■ TO DO ■
In the text below about NAHU's comments on the excise tax, reproduce the passage that begins at the words "Notice 2015-52 focused" and stops after the words "good-faith enforcement standards.", keeping every word and mark unchanged.

■ SELECTED EXTRACT ■
########################################

Yesterday, NAHU submitted detailed comments to the IRS and Department of Treasury on Notice 2015-52. This was the second round of implementation guidance from the Obama Administration on the looming excise tax on high-cost employer-sponsored health insurance plans. While NAHU and our coalition partners are working hard on moving legislation to repeal the excise tax entirely, at the same time the IRS and Treasury Department are moving forward with the tax’s planned 2018 effective date. In July they released Notice 2015-52, and NAHU and a team of member volunteers who expressed great interest in the excise tax have been working on our response since then. NAHU not only submitted our own detailed comments, but as steering committee members of the Alliance to Fight the 40, we also helped craft the comment letter developed by a broad-based coalition comprised of public and private sector employer organizations, unions, healthcare companies, businesses and other stakeholders that support employer-sponsored health coverage.
Notice 2015-52 focused on a few key areas of excise tax implementation so NAHU’s comments were directed at those specific proposals. We also stressed how our nation’s employers need definitive information about the tax as soon as possible, since they are making benefit decisions for the years ahead in an information vacuum right now. In particular, employers need information about how the adjustments will be made to the statutory thresholds to bring them up to current medical care cost levels, how the cost of employer coverage will be calculated and how adjustments for gender, age and high-risk industries will be applied. Furthermore, we made sure that they knew that clear guidance is needed for aggregated employer plans and all employers should be assured of safe harbors, transition relief and good-faith enforcement standards.

########################################

■ GIVEN RECORDS ■
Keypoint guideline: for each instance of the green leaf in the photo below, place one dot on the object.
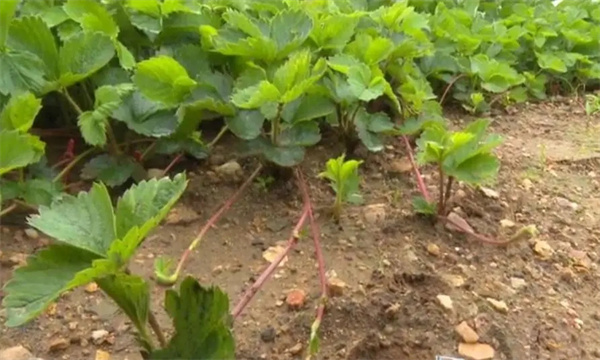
(68, 29)
(131, 293)
(368, 127)
(305, 133)
(20, 112)
(32, 35)
(246, 124)
(92, 16)
(9, 190)
(333, 31)
(163, 79)
(476, 169)
(92, 124)
(148, 202)
(52, 14)
(21, 72)
(112, 170)
(308, 108)
(551, 61)
(363, 85)
(47, 274)
(82, 55)
(7, 11)
(256, 96)
(18, 150)
(191, 144)
(149, 7)
(421, 206)
(89, 224)
(202, 326)
(146, 117)
(86, 221)
(126, 58)
(293, 71)
(289, 29)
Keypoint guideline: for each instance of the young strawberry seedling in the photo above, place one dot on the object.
(95, 241)
(464, 156)
(344, 179)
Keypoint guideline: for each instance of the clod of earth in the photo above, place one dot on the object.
(506, 223)
(58, 344)
(454, 280)
(401, 165)
(272, 252)
(433, 249)
(336, 286)
(498, 305)
(445, 301)
(15, 353)
(517, 283)
(296, 299)
(374, 214)
(102, 355)
(231, 170)
(99, 336)
(491, 193)
(467, 333)
(476, 351)
(543, 249)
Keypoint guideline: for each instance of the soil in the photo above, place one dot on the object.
(387, 256)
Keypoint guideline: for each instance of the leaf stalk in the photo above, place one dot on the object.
(171, 279)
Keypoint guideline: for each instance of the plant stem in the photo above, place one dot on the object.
(8, 209)
(148, 150)
(216, 216)
(450, 84)
(172, 163)
(218, 137)
(275, 126)
(252, 290)
(482, 238)
(441, 202)
(316, 233)
(73, 162)
(60, 163)
(448, 190)
(425, 193)
(419, 178)
(78, 110)
(337, 208)
(157, 330)
(87, 93)
(112, 140)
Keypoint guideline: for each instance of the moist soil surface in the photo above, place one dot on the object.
(544, 289)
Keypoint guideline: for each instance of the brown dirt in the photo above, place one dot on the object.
(390, 310)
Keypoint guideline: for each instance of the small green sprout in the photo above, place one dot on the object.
(344, 179)
(462, 156)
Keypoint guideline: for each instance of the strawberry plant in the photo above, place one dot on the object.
(464, 156)
(592, 104)
(95, 241)
(344, 179)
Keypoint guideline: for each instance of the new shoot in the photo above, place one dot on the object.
(464, 156)
(344, 180)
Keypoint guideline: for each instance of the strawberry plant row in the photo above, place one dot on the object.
(139, 77)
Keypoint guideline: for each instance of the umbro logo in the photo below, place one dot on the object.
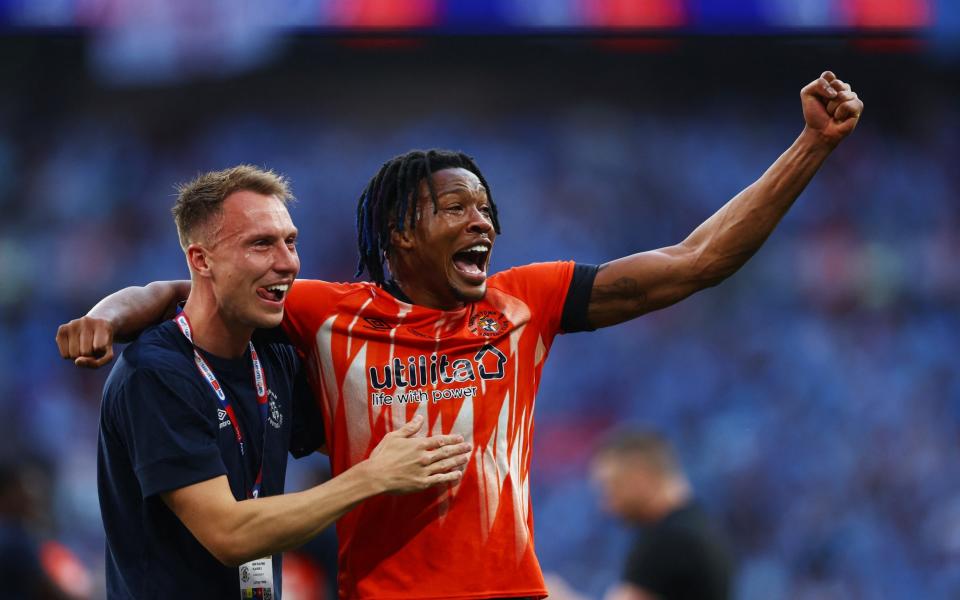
(377, 324)
(224, 421)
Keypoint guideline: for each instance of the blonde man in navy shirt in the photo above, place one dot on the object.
(199, 413)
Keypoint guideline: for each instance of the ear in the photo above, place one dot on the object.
(402, 240)
(198, 260)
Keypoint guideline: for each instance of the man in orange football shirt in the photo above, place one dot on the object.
(439, 338)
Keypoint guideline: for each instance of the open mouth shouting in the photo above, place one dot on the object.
(274, 293)
(471, 262)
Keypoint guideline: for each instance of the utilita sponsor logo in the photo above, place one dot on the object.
(488, 363)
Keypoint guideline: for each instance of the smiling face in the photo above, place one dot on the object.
(252, 259)
(442, 263)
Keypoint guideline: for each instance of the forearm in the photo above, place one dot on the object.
(133, 309)
(725, 241)
(278, 523)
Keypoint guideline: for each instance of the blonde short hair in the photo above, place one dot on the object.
(201, 199)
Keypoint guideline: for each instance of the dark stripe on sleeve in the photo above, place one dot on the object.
(574, 316)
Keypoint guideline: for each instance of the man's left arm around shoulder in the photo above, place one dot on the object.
(236, 532)
(634, 285)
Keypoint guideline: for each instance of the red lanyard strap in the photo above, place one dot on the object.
(259, 385)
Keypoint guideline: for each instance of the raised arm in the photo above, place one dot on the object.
(236, 532)
(629, 287)
(88, 341)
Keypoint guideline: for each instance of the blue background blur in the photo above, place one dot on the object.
(814, 397)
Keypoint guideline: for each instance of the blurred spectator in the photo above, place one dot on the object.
(679, 554)
(31, 568)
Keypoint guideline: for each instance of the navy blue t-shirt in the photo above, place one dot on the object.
(161, 429)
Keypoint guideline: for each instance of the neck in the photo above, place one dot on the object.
(211, 330)
(421, 295)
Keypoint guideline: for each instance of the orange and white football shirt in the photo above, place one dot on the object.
(377, 361)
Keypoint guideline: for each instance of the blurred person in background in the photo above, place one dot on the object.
(199, 413)
(32, 568)
(678, 553)
(378, 350)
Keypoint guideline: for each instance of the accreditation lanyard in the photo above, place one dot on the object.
(259, 384)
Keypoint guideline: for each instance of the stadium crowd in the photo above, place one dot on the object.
(814, 397)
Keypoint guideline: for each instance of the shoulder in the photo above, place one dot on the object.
(534, 272)
(308, 291)
(157, 359)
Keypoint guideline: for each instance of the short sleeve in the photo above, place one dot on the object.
(169, 431)
(542, 287)
(307, 304)
(575, 305)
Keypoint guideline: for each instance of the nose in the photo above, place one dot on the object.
(480, 222)
(286, 260)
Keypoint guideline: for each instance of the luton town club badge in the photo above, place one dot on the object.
(488, 323)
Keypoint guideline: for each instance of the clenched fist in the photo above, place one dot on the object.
(830, 107)
(87, 341)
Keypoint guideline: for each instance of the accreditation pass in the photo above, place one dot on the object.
(256, 579)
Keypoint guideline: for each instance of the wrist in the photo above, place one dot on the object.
(368, 477)
(815, 141)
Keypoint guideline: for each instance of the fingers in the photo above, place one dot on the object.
(87, 362)
(821, 88)
(88, 341)
(63, 342)
(448, 464)
(410, 428)
(439, 441)
(849, 110)
(842, 97)
(445, 452)
(444, 478)
(102, 342)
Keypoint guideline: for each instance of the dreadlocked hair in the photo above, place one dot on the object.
(390, 201)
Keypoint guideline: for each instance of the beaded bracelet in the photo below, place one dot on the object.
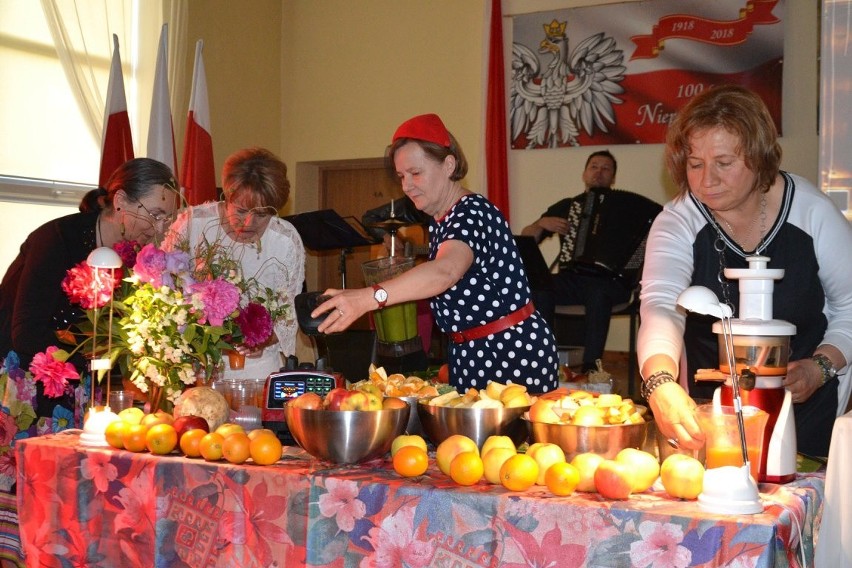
(826, 367)
(654, 381)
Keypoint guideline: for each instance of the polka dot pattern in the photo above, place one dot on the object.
(494, 286)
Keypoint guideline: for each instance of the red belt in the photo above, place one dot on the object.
(493, 327)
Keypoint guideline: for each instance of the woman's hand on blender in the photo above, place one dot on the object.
(343, 307)
(803, 378)
(673, 412)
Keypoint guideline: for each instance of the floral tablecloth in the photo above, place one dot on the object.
(105, 507)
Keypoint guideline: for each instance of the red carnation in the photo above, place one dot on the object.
(255, 323)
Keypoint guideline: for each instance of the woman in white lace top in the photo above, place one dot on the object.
(268, 248)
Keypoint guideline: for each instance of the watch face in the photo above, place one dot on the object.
(381, 295)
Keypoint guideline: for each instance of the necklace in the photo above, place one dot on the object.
(99, 239)
(741, 241)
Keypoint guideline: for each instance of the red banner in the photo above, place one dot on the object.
(717, 32)
(618, 73)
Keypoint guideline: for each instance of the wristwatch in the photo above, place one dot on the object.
(829, 372)
(380, 295)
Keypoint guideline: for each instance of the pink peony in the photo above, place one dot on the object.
(89, 286)
(220, 299)
(52, 372)
(255, 323)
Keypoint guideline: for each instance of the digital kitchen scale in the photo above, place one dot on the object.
(292, 380)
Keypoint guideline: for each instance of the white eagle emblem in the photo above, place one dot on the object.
(576, 90)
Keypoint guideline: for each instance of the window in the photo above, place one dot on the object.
(51, 143)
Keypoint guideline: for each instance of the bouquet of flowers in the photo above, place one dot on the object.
(174, 316)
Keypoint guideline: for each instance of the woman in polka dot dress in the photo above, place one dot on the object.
(478, 289)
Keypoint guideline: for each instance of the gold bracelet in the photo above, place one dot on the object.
(654, 381)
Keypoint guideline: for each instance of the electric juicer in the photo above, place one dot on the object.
(761, 350)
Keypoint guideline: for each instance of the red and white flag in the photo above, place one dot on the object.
(197, 173)
(117, 140)
(161, 136)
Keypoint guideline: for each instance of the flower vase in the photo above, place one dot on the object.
(157, 400)
(236, 360)
(205, 376)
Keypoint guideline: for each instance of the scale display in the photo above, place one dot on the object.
(282, 387)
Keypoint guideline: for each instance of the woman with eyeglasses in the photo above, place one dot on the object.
(268, 249)
(137, 205)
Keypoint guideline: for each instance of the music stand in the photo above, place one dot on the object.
(326, 230)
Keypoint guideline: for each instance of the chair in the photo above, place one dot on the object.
(629, 308)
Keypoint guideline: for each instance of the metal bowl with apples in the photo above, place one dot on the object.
(346, 436)
(604, 429)
(476, 415)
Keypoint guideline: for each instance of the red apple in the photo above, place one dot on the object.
(184, 424)
(682, 476)
(334, 397)
(310, 400)
(614, 480)
(356, 400)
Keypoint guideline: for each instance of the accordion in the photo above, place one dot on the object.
(608, 229)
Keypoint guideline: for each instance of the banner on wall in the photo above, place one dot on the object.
(618, 73)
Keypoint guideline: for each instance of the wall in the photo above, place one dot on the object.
(350, 72)
(242, 59)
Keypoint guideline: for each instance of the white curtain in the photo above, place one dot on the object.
(836, 102)
(82, 34)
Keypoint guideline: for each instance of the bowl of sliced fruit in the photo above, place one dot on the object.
(586, 422)
(409, 388)
(477, 414)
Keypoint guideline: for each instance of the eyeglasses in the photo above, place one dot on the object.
(160, 217)
(259, 213)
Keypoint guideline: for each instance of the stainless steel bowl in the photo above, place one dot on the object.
(346, 436)
(441, 422)
(606, 440)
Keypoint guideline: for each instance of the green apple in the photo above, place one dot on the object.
(354, 400)
(370, 388)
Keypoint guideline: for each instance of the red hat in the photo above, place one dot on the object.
(428, 127)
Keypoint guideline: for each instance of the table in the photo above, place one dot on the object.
(106, 507)
(835, 538)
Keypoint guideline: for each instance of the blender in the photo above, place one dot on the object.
(761, 347)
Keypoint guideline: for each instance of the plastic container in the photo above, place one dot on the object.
(722, 442)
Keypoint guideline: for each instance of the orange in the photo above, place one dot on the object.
(114, 431)
(161, 439)
(235, 448)
(466, 468)
(562, 478)
(210, 446)
(493, 460)
(134, 438)
(519, 473)
(450, 448)
(190, 443)
(265, 449)
(410, 461)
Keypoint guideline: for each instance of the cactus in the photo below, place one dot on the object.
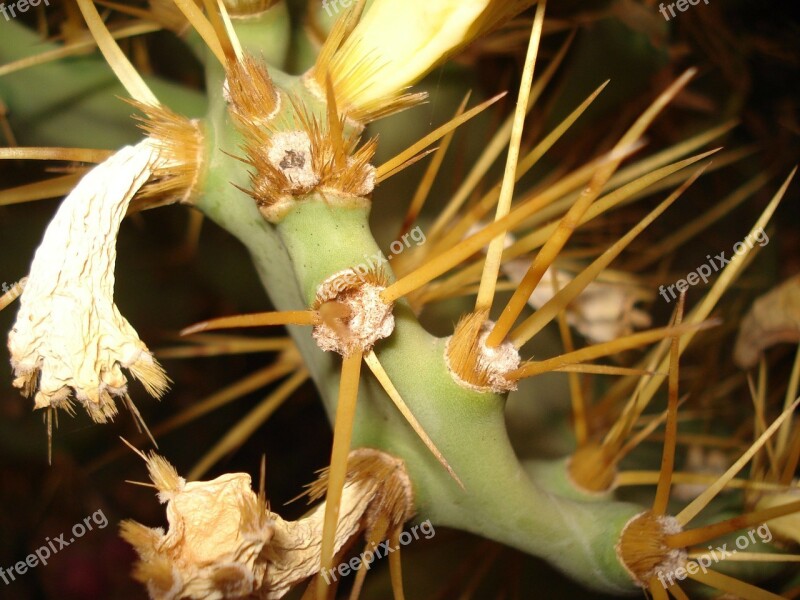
(285, 163)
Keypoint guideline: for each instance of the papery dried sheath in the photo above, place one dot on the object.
(69, 337)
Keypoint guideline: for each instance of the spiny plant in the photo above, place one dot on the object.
(285, 164)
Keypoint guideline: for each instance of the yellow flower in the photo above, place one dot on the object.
(394, 46)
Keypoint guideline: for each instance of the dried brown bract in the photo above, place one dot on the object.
(224, 542)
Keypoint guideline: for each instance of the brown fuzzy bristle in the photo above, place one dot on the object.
(463, 350)
(393, 497)
(180, 143)
(474, 365)
(252, 98)
(643, 550)
(353, 317)
(296, 155)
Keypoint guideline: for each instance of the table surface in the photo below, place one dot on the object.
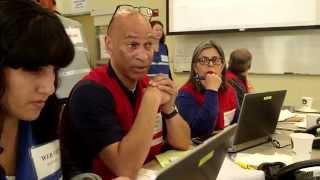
(267, 148)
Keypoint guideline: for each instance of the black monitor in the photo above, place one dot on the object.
(258, 119)
(204, 162)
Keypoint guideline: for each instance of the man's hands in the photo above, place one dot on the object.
(167, 90)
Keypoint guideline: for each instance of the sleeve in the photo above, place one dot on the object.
(199, 117)
(93, 117)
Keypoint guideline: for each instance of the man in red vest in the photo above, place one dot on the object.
(112, 124)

########################################

■ EXERCISE ANSWER ■
Notice 2015-52 focused on a few key areas of excise tax implementation so NAHU’s comments were directed at those specific proposals. We also stressed how our nation’s employers need definitive information about the tax as soon as possible, since they are making benefit decisions for the years ahead in an information vacuum right now. In particular, employers need information about how the adjustments will be made to the statutory thresholds to bring them up to current medical care cost levels, how the cost of employer coverage will be calculated and how adjustments for gender, age and high-risk industries will be applied. Furthermore, we made sure that they knew that clear guidance is needed for aggregated employer plans and all employers should be assured of safe harbors, transition relief and good-faith enforcement standards.